**STATED TASK A**
Reproduce the bitcoin essay below verbatim, from its first sentence to its last.

**TEXT BLOCK**
The University of Georgia having, in its infinite wisdom, decided long ago to make its faculty do without sabbaticals, yours truly, sensing impending burnout, determined to do the next best thing, by taking leave for several months from all extra-curricular economics, including participation in economics discussions in this forum, in the blogosphere generally, and (so far as he could manage it) in the larger world.

Having thus refreshed myself, I now feel fit not only to return to the monetary-economics fray, but to plunge straight into the bitcoin melee, by means of a declaration calculated to make every true-blue bitcoiner take aim for my jugular.

The declaration? Simply, that no matter how often bitcoin enthusiasts state otherwise, bitcoins aren’t currency. Nor are they money of any other sort. They aren’t–to employ economists’ standard technical definition—a “generally accepted medium of exchange.” Perhaps some day they will be. But not yet—not even by a (very) long chalk.

But that bitcoins aren’t money doesn’t mean that monetary economists shouldn’t be interested in them. On the contrary: they ought to find them very interesting indeed, both because of the puzzle their presence poses, and because of the possibilities that presence points to.

What’s puzzling about bitcoin is that it has gained a foothold at all. Thousands of retailers (some are listed here) now accept bitcoin in payment for everything from restaurant tabs to dating site dues, not to mention marijuana and other black-market stuff. And the number keeps growing daily. That growth itself isn’t puzzling, for once a payments-network bandwagon gets going it becomes more and more tempting for merchants to hop on. But how did it get going in the first place? It is said that the first person to eat an oyster had to have been exceedingly brave or exceedingly crazy or some of each. But that primordial mollusc eater had nothing on the first, equally anonymous person to receive bitcoins in exchange for valuable merchandise, in the hope of somehow fobbing them off in turn on others. The earlier pioneer might, after all, have simply taken his cue from a seagull or oyster-catcher.

**RECORDS SHOWN**
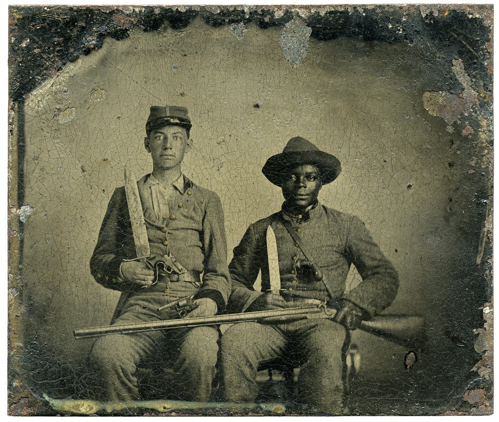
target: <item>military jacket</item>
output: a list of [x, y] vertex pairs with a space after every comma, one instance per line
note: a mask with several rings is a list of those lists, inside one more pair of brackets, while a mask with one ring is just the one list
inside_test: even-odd
[[[159, 219], [146, 188], [150, 175], [137, 182], [151, 255], [171, 253], [188, 270], [203, 273], [202, 287], [192, 287], [195, 297], [210, 297], [223, 310], [230, 293], [224, 213], [216, 194], [184, 176], [184, 192], [176, 190], [169, 201], [167, 218]], [[124, 259], [137, 257], [124, 187], [117, 188], [109, 201], [90, 271], [105, 287], [123, 293], [115, 317], [124, 301], [137, 289], [123, 280], [120, 268]], [[178, 282], [187, 283], [187, 282]]]
[[[319, 266], [323, 281], [310, 272], [297, 269], [297, 261], [305, 259], [282, 223], [291, 223], [306, 244], [308, 257]], [[357, 217], [320, 204], [303, 215], [291, 216], [281, 210], [251, 224], [229, 265], [232, 293], [229, 307], [233, 311], [246, 309], [263, 293], [253, 285], [261, 271], [262, 292], [270, 288], [266, 234], [269, 225], [275, 233], [281, 295], [288, 301], [303, 299], [346, 299], [374, 315], [390, 305], [398, 288], [397, 271], [374, 241], [364, 223]], [[347, 275], [352, 264], [362, 281], [345, 292]], [[334, 298], [329, 297], [328, 289]]]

**STATED TASK B**
In the entries, from their first line through the line containing "inside_test: even-odd", swap "vertex pairs" for "coordinate pairs" and rewrite those lines with no other changes. Leave the picture out of your output.

**TASK OUTPUT A**
The University of Georgia having, in its infinite wisdom, decided long ago to make its faculty do without sabbaticals, yours truly, sensing impending burnout, determined to do the next best thing, by taking leave for several months from all extra-curricular economics, including participation in economics discussions in this forum, in the blogosphere generally, and (so far as he could manage it) in the larger world.

Having thus refreshed myself, I now feel fit not only to return to the monetary-economics fray, but to plunge straight into the bitcoin melee, by means of a declaration calculated to make every true-blue bitcoiner take aim for my jugular.

The declaration? Simply, that no matter how often bitcoin enthusiasts state otherwise, bitcoins aren’t currency. Nor are they money of any other sort. They aren’t–to employ economists’ standard technical definition—a “generally accepted medium of exchange.” Perhaps some day they will be. But not yet—not even by a (very) long chalk.

But that bitcoins aren’t money doesn’t mean that monetary economists shouldn’t be interested in them. On the contrary: they ought to find them very interesting indeed, both because of the puzzle their presence poses, and because of the possibilities that presence points to.

What’s puzzling about bitcoin is that it has gained a foothold at all. Thousands of retailers (some are listed here) now accept bitcoin in payment for everything from restaurant tabs to dating site dues, not to mention marijuana and other black-market stuff. And the number keeps growing daily. That growth itself isn’t puzzling, for once a payments-network bandwagon gets going it becomes more and more tempting for merchants to hop on. But how did it get going in the first place? It is said that the first person to eat an oyster had to have been exceedingly brave or exceedingly crazy or some of each. But that primordial mollusc eater had nothing on the first, equally anonymous person to receive bitcoins in exchange for valuable merchandise, in the hope of somehow fobbing them off in turn on others. The earlier pioneer might, after all, have simply taken his cue from a seagull or oyster-catcher.

**TASK OUTPUT B**
target: <item>military jacket</item>
output: a list of [x, y] coordinate pairs with a space after every comma, one instance per line
note: a mask with several rings is a list of those lists, inside one more pair of brackets, while a mask with one ring is just the one list
inside_test: even-odd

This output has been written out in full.